GOAL OF THE EXERCISE:
Return every line of the material below unchanged, character for character.

########

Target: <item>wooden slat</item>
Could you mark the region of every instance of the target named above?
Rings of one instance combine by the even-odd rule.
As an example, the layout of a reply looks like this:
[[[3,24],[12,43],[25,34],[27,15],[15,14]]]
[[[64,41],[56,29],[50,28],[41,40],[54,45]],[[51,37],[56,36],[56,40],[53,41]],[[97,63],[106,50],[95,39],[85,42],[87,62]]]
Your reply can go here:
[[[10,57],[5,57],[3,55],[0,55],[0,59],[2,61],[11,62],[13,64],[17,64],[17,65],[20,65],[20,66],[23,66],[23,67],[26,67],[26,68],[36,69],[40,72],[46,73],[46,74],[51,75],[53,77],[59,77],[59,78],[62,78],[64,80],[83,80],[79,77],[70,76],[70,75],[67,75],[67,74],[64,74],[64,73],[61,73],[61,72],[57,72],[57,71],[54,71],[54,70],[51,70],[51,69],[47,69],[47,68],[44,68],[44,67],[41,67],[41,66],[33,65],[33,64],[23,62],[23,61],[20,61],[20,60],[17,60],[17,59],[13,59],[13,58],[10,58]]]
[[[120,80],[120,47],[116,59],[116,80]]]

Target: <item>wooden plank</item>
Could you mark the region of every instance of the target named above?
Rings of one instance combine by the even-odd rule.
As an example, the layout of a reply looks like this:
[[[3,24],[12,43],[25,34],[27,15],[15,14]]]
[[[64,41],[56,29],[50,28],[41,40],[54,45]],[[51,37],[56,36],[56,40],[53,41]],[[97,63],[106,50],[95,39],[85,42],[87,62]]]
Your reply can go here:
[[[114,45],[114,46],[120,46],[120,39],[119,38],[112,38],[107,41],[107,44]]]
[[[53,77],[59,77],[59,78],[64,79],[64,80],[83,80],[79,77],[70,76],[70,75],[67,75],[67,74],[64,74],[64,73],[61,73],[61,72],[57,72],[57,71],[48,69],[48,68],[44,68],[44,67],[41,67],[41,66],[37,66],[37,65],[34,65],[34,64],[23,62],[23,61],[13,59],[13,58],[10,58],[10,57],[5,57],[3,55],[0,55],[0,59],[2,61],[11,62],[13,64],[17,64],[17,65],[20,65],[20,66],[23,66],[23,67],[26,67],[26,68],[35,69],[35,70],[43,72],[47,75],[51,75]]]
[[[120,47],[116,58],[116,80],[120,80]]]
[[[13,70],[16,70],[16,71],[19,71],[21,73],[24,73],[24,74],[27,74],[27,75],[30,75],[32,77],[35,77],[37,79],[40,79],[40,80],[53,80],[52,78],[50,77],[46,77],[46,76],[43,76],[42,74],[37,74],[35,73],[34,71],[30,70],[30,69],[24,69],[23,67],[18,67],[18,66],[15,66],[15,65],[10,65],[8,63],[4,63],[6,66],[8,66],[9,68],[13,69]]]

########

TASK OUTPUT:
Target: <item>wooden slat</item>
Could you mark the region of every instance of the target named above?
Rings of one instance combine by the even-odd rule.
As an example, the layout of a reply looks like this:
[[[3,24],[12,43],[25,34],[27,15],[15,14]]]
[[[64,41],[56,29],[50,28],[41,40],[54,45]],[[51,37],[56,36],[56,40],[53,41]],[[97,63],[106,50],[95,39],[85,42],[87,62]]]
Your reply can go here:
[[[10,57],[5,57],[3,55],[0,55],[0,59],[2,61],[11,62],[13,64],[17,64],[17,65],[20,65],[20,66],[23,66],[23,67],[26,67],[26,68],[36,69],[40,72],[46,73],[46,74],[51,75],[53,77],[59,77],[59,78],[62,78],[64,80],[83,80],[79,77],[70,76],[70,75],[67,75],[67,74],[64,74],[64,73],[61,73],[61,72],[57,72],[57,71],[54,71],[54,70],[51,70],[51,69],[47,69],[47,68],[44,68],[44,67],[41,67],[41,66],[33,65],[33,64],[23,62],[23,61],[20,61],[20,60],[17,60],[17,59],[13,59],[13,58],[10,58]]]
[[[120,80],[120,47],[116,59],[116,80]]]

Target: <item>wooden plank</item>
Could you mark the region of every instance of the target named above?
Rings of one instance combine by the even-odd rule.
As an example, the layout of a reply looks like this:
[[[3,24],[12,43],[25,34],[27,15],[15,14]]]
[[[64,41],[56,29],[50,28],[41,40],[54,45]],[[51,37],[56,36],[56,40],[53,41]],[[97,63],[106,50],[95,39],[85,42],[87,62]]]
Your reply can go here:
[[[114,45],[114,46],[120,46],[120,39],[119,38],[112,38],[107,41],[107,44]]]
[[[53,77],[59,77],[59,78],[64,79],[64,80],[83,80],[79,77],[70,76],[70,75],[67,75],[67,74],[64,74],[64,73],[61,73],[61,72],[57,72],[57,71],[48,69],[48,68],[44,68],[44,67],[41,67],[41,66],[37,66],[37,65],[34,65],[34,64],[23,62],[23,61],[13,59],[13,58],[10,58],[10,57],[5,57],[3,55],[0,55],[0,59],[2,61],[11,62],[13,64],[17,64],[17,65],[20,65],[20,66],[23,66],[23,67],[26,67],[26,68],[35,69],[35,70],[43,72],[47,75],[51,75]]]
[[[120,47],[116,58],[116,80],[120,80]]]
[[[13,70],[16,70],[16,71],[19,71],[21,73],[24,73],[24,74],[27,74],[27,75],[30,75],[32,77],[35,77],[37,79],[40,79],[40,80],[53,80],[52,78],[50,77],[46,77],[46,76],[43,76],[42,74],[37,74],[35,73],[34,71],[30,70],[30,69],[24,69],[23,67],[18,67],[18,66],[15,66],[15,65],[10,65],[8,63],[4,63],[6,66],[8,66],[9,68],[13,69]]]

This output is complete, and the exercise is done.